■ 設問:
- 1) 村田喜代子の作品を紹介した文章を読み、次の問いに答えなさい。
(a) 最初に紹介される物語で、女が幼少期にたくさん集めていたものは何か。
(b) 『百のトイレ』に出てくるものは何か。
(c) 『茸類』に登場する夫婦は何を営んでいるか。
- 2) 村田喜代子の作品を紹介した文章について、最後の文に続く部分を書き継ぎなさい。

___ 本文抜粋

電子書籍も売ってないので、記憶をもとに紹介しよう。この物語は病院に入院している女を中心に描かれていく。女は精神科医の先生(注1)に、自分の過去を語っていく。幼少期の思い出では、ままごとの道具をたくさん集めていたことが語られる。その後もさまざまな「病的な数の多さ 」が語られていき、終盤では、何十人もの娘や息子、孫たちが病院にお見舞いに来るという妄想が披露されて終わる。簡単に言ってしまうと「多産妄想」に取り憑かれた女をテーマにしていて、この物語の根底にあるのは「産む身体」としての女性のイメージである。

村田喜代子は、少なくとも2010年ごろまで、「増殖」というテーマをかなりしつこく書いている。『望潮』という作品にも、海岸を埋め尽くす大量の蟹が出てくる(注2)。『百のトイレ』ではその名の通り、廃棄された真っ白な便器の山が出てくるし、『白い山』という作品でも、明け方の山に登っていく人々の明かりが、無数の小さな光となってゾロゾロと動く様が描かれる。

他にも『ドンナ・マサヨの悪魔』というやばい長編小説があって、これはお腹のなかの赤ちゃんが母親に語りかけてくるという妊娠小説。『茸類』という短編では、シイタケ栽培を営む夫婦が出てくる。お腹の中の赤ちゃんも、シイタケのようなキノコ類も、とにかく細胞分裂を繰り返して大きくなる。近年の『光線』も、主人公の女性が癌になり、がん細胞をめぐる物語になっている。ちなみに、『あなたと共に逝きましょう』という長編で死にかける夫の病は、大動脈瘤破裂である。男は分裂とも増殖とも無関係に、ドカーンと爆発して終わりなのである。

男性の例はともかく、村田喜代子と「分裂・増殖」は切っても切れない関係にあるということは、お分かりいただけたと思う。

______
___ 提供データ

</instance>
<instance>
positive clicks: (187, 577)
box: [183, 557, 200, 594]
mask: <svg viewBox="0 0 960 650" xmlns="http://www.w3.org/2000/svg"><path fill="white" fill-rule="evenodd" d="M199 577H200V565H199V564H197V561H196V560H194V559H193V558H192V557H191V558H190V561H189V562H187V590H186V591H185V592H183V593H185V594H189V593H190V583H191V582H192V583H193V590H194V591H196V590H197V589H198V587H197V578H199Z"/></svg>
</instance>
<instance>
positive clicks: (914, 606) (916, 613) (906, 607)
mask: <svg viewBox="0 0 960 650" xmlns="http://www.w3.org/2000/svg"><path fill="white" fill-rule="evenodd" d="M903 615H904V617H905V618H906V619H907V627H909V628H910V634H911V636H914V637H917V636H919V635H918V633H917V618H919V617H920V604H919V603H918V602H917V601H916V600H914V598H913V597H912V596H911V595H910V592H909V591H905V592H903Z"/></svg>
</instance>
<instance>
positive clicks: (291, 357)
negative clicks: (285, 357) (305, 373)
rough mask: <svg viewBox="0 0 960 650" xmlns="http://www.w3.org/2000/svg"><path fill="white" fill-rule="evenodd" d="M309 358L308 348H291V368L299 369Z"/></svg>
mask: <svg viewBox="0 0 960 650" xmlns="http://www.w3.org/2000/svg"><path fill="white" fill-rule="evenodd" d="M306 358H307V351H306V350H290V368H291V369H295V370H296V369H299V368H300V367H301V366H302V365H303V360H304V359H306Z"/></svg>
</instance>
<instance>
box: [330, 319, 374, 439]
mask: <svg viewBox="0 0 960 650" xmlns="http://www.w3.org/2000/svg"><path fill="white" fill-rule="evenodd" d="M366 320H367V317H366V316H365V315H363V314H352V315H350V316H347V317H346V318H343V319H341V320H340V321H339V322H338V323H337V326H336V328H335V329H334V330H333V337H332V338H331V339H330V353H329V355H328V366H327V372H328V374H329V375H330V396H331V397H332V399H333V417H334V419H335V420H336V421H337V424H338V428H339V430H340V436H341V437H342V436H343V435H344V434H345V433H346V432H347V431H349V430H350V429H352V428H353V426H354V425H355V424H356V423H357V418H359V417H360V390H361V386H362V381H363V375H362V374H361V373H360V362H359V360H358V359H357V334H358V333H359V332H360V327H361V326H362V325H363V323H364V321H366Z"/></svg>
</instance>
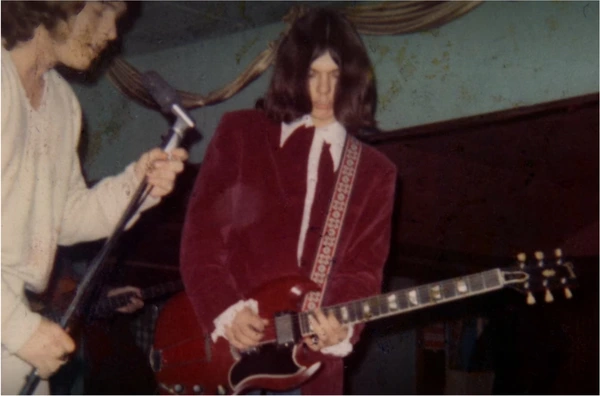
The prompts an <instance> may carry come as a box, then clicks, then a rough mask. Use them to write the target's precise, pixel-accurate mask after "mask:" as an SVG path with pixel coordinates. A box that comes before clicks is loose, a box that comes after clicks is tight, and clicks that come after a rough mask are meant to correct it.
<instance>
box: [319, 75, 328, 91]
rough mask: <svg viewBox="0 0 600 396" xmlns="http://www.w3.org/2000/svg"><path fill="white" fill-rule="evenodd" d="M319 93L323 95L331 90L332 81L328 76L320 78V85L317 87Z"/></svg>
mask: <svg viewBox="0 0 600 396" xmlns="http://www.w3.org/2000/svg"><path fill="white" fill-rule="evenodd" d="M317 89H318V92H319V93H321V94H327V93H329V91H330V90H331V79H330V78H329V77H328V76H321V77H320V78H319V85H318V86H317Z"/></svg>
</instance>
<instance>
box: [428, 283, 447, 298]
mask: <svg viewBox="0 0 600 396" xmlns="http://www.w3.org/2000/svg"><path fill="white" fill-rule="evenodd" d="M429 299H430V300H431V301H432V302H438V301H441V300H443V299H444V296H443V295H442V288H441V286H440V285H433V286H431V287H430V288H429Z"/></svg>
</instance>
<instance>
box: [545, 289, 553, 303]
mask: <svg viewBox="0 0 600 396" xmlns="http://www.w3.org/2000/svg"><path fill="white" fill-rule="evenodd" d="M544 301H546V302H548V303H550V302H552V301H554V297H553V296H552V293H550V289H546V294H545V296H544Z"/></svg>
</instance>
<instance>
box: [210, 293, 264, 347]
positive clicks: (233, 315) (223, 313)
mask: <svg viewBox="0 0 600 396" xmlns="http://www.w3.org/2000/svg"><path fill="white" fill-rule="evenodd" d="M246 307H249V308H250V309H251V310H252V311H253V312H254V313H255V314H257V315H258V301H256V300H254V299H250V300H240V301H238V302H236V303H235V304H233V305H232V306H230V307H229V308H227V309H226V310H225V311H223V312H222V313H221V314H220V315H219V316H217V317H216V318H215V320H213V323H214V325H215V330H214V331H213V332H212V334H211V335H210V337H211V338H212V340H213V342H217V339H218V338H219V337H223V338H226V337H225V326H229V325H231V323H232V322H233V319H234V318H235V315H237V314H238V312H240V311H241V310H242V309H244V308H246Z"/></svg>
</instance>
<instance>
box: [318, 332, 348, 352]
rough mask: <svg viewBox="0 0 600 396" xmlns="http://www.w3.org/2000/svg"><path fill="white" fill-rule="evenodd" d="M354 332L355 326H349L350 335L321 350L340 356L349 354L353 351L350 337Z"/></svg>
mask: <svg viewBox="0 0 600 396" xmlns="http://www.w3.org/2000/svg"><path fill="white" fill-rule="evenodd" d="M353 334H354V326H350V327H349V328H348V335H346V338H345V339H344V340H343V341H341V342H338V343H337V344H335V345H331V346H328V347H325V348H322V349H321V351H320V352H321V353H324V354H325V355H333V356H339V357H344V356H348V354H350V352H352V343H351V342H350V338H351V337H352V335H353Z"/></svg>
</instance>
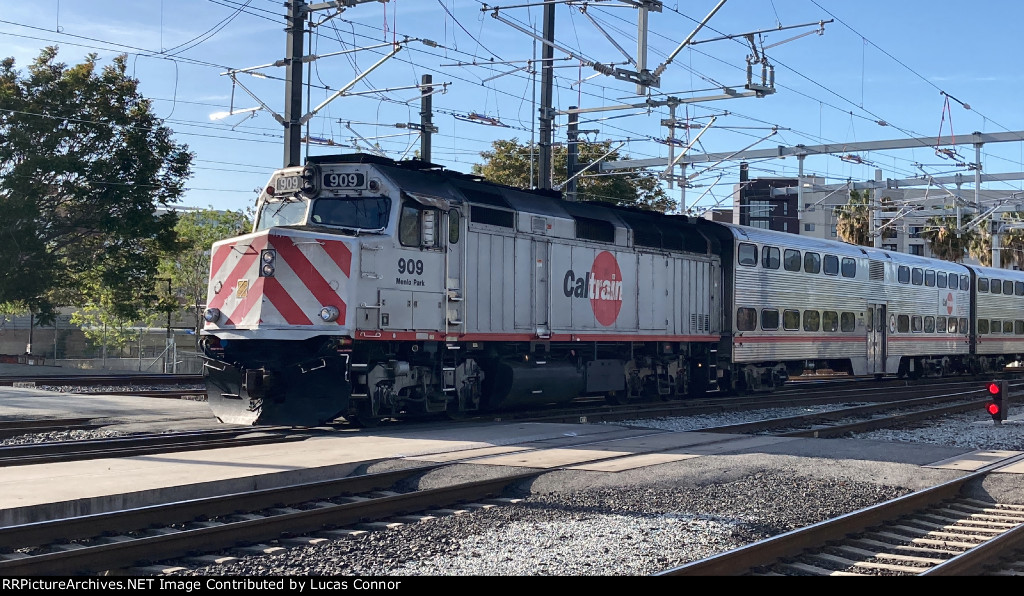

______

■ 解答:
- 1)
(a) ままごとの道具
(b) 廃棄された真っ白な便器の山
(c) シイタケ栽培

- 2)
増殖可能な性としての女性

僕が村田喜代子の小説を好きでたまらない理由は、おそらく、「数が増える快楽」があるからだと思う。どの小説も、読んでみるとわかるけれど、人間とか、蟹とか、便器とか、そういうものが一気にゾゾゾと大量に立ち現れる瞬間には、稀有な爽快感がある。そして、村田喜代子の「増殖」マスターっぷりは、彼女自身が女性であり、二児の母となってから小説を書き始めたことと関係している気がする。

僕の好きなフィンランドの芸術家に、Outi Heiskanenという女性がいる。彼女の作品はペン画が多くて、小さな紙に動物や植物がやたら細かく、まるで細胞図のように描かれている。2021年にアテネウム美術館で開かれた回顧展では、彼女の私物と思われる雑貨や小物が、わらわらと床に置かれたインスタレーションがあった。その部屋に入ったとき、実に村田喜代子的で良いと思った。Heiskanenも、幼少期の性被害が作品に影を落としていて、性的なモチーフが見え隠れする作家である。

霧島でも新宿でも、パリでもバルセロナでも、生涯で何度見たことかわからない「水玉の女王」こと草間彌生の作品も、その多くが「反復と増殖」を連想させる。音楽のジャンルでも、アーバンギャルドというバンドがあって、最初期から水玉をモチーフにしている。アーバンギャルドが歌う水玉は、ここでもやはり「性と増殖」のイメージである。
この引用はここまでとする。